> _EXTRACT_:
Grant Randall Gibbs (born July 22, 1989) is an American basketball coach and former player. Standing at 196 cm (6 ft 5 in), Gibbs used to play as shooting guard or small forward.

Professional career

Landstede Zwolle (2014–2016) 
In the 2015–16 season, while playing for Landstede Zwolle, Gibbs was named the DBL Most Improved Player and was awarded a spot in the All-DBL Team.

Oettinger Rockets (2016–2017) 
In August 2016, Gibbs signed with Oettinger Rockets of the German second division ProA.

Coaching career

Oklahoma City Blue (2017–2022) 
In October 2017, Gibbs signed as an assistant coach with the Oklahoma City Blue of the NBA G League. On August 2, 2019, he was promoted to the position of head coach for the Blue after former coach Mark Daigneault accepted an assistant coach position on the Oklahoma City Thunder, the NBA affiliate of the Blue.

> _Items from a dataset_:
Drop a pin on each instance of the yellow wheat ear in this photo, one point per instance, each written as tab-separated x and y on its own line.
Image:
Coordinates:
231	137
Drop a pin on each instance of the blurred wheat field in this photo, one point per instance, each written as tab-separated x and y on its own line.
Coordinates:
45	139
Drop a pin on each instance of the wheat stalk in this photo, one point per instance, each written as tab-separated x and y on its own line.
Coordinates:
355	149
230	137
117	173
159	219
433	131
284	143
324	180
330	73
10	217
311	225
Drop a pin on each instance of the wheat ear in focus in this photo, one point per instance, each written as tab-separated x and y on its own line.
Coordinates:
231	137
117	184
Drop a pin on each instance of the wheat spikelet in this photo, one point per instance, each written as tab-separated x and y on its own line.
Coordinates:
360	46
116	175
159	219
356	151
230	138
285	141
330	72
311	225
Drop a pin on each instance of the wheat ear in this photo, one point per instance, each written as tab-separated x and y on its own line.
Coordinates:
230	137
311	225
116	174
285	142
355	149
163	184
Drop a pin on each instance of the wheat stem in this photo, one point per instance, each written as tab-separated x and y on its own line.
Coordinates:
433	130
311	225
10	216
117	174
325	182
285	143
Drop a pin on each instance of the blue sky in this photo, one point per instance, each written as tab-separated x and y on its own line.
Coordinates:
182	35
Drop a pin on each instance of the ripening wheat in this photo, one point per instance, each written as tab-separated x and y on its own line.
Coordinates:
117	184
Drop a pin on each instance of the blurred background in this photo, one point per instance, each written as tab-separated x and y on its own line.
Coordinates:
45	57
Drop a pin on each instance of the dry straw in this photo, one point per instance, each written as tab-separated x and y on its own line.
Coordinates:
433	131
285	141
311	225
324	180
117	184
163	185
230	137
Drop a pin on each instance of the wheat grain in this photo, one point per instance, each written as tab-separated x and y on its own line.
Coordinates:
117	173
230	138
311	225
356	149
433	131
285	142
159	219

> _SET PROBLEM 1_: According to the biography, in which season did Gibbs earn the DBL Most Improved Player award?
> _SET PROBLEM 2_: Substitute "Place a marker on" for each occurrence of "Drop a pin on" in the stretch of the records from the line containing "Drop a pin on each instance of the blurred wheat" through the end of the records, and write out only that stretch with everything else unchanged.
The biography and the records are unrelated to each other.

> _FULL ANSWER 1_: The 2015–16 season, while he played for Landstede Zwolle.

> _FULL ANSWER 2_:
Place a marker on each instance of the blurred wheat field in this photo, one point per instance, each written as tab-separated x and y on its own line.
Coordinates:
45	139
Place a marker on each instance of the wheat stalk in this photo, one point per instance, each written as tab-separated x and y on its own line.
Coordinates:
355	149
230	137
117	173
159	219
433	131
284	143
324	180
330	73
10	217
311	225
Place a marker on each instance of the wheat ear in focus in this photo, one point per instance, each written as tab-separated x and y on its own line.
Coordinates:
231	137
117	184
Place a marker on each instance of the wheat spikelet in this photo, one point per instance, each written as tab-separated x and y on its own line.
Coordinates:
360	46
116	175
159	219
356	151
230	138
285	141
330	72
311	225
Place a marker on each instance of the wheat ear in this photo, one point per instance, each written as tab-separated x and y on its own line.
Coordinates:
230	137
311	225
116	174
285	142
355	149
163	184
Place a marker on each instance of the wheat stem in this photo, one point per instance, each written as tab-separated x and y on its own line.
Coordinates:
433	130
311	225
10	216
117	174
325	182
285	143
Place a marker on each instance of the blue sky in this photo, one point per instance, each written as tab-separated x and y on its own line.
Coordinates:
182	35
Place a marker on each instance of the ripening wheat in this photo, one point per instance, each written as tab-separated x and y on its own line.
Coordinates:
117	184
Place a marker on each instance of the blurred background in this photo, one point per instance, each written as tab-separated x and y on its own line.
Coordinates:
45	57
Place a marker on each instance of the dry straw in this photo, one point per instance, each written as tab-separated x and y on its own line.
Coordinates:
433	131
285	141
311	225
324	180
117	184
163	185
230	137
Place a marker on each instance of the wheat grain in this photo, one point per instance, each written as tab-separated x and y on its own line.
Coordinates:
117	173
230	138
311	225
356	149
433	131
285	142
159	219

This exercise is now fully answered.